Written request:
Copy every line of the data below word for word, leaving out the pictures.

Data entries:

===

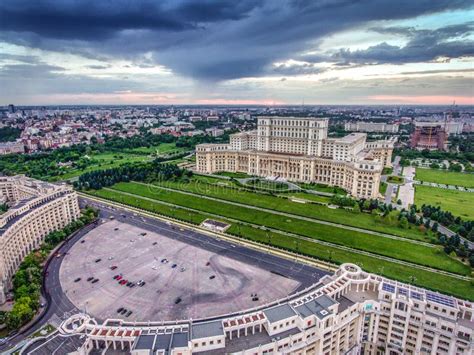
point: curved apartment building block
(36, 209)
(350, 312)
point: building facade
(431, 137)
(298, 149)
(36, 209)
(350, 312)
(375, 127)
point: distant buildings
(11, 148)
(380, 127)
(297, 149)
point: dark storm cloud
(31, 59)
(209, 39)
(97, 67)
(423, 46)
(296, 69)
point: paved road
(284, 214)
(59, 307)
(316, 241)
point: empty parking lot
(182, 281)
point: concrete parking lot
(202, 283)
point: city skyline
(250, 52)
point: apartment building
(36, 209)
(373, 127)
(349, 312)
(297, 149)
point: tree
(403, 222)
(471, 260)
(356, 208)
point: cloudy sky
(233, 52)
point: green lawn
(162, 149)
(445, 177)
(395, 179)
(387, 171)
(309, 197)
(210, 187)
(104, 161)
(459, 203)
(426, 279)
(399, 249)
(233, 175)
(323, 188)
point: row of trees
(27, 280)
(464, 156)
(44, 165)
(446, 218)
(152, 171)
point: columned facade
(297, 149)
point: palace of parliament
(298, 149)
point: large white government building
(298, 149)
(349, 312)
(36, 209)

===

Task result:
point: curved apartment building block
(36, 209)
(350, 312)
point: building facade
(431, 137)
(298, 149)
(36, 209)
(350, 312)
(375, 127)
point: distant buildings
(11, 148)
(380, 127)
(297, 149)
point: dark storm cloud
(31, 59)
(209, 39)
(97, 67)
(423, 46)
(296, 69)
point: paved road
(284, 214)
(59, 307)
(316, 241)
point: empty parking lot
(182, 281)
point: concrete parking lot
(202, 283)
point: city skyline
(250, 52)
point: apartment building
(36, 209)
(373, 127)
(349, 312)
(297, 149)
point: tree
(403, 222)
(471, 260)
(356, 208)
point: cloudy sky
(233, 52)
point: green lawn
(162, 149)
(445, 177)
(395, 179)
(387, 171)
(309, 197)
(210, 187)
(104, 161)
(459, 203)
(426, 279)
(399, 249)
(233, 175)
(323, 188)
point: row of trees
(27, 280)
(464, 156)
(44, 165)
(446, 218)
(152, 171)
point: columned facade
(297, 149)
point: palace of parliament
(298, 149)
point: large white government building
(298, 149)
(349, 312)
(36, 209)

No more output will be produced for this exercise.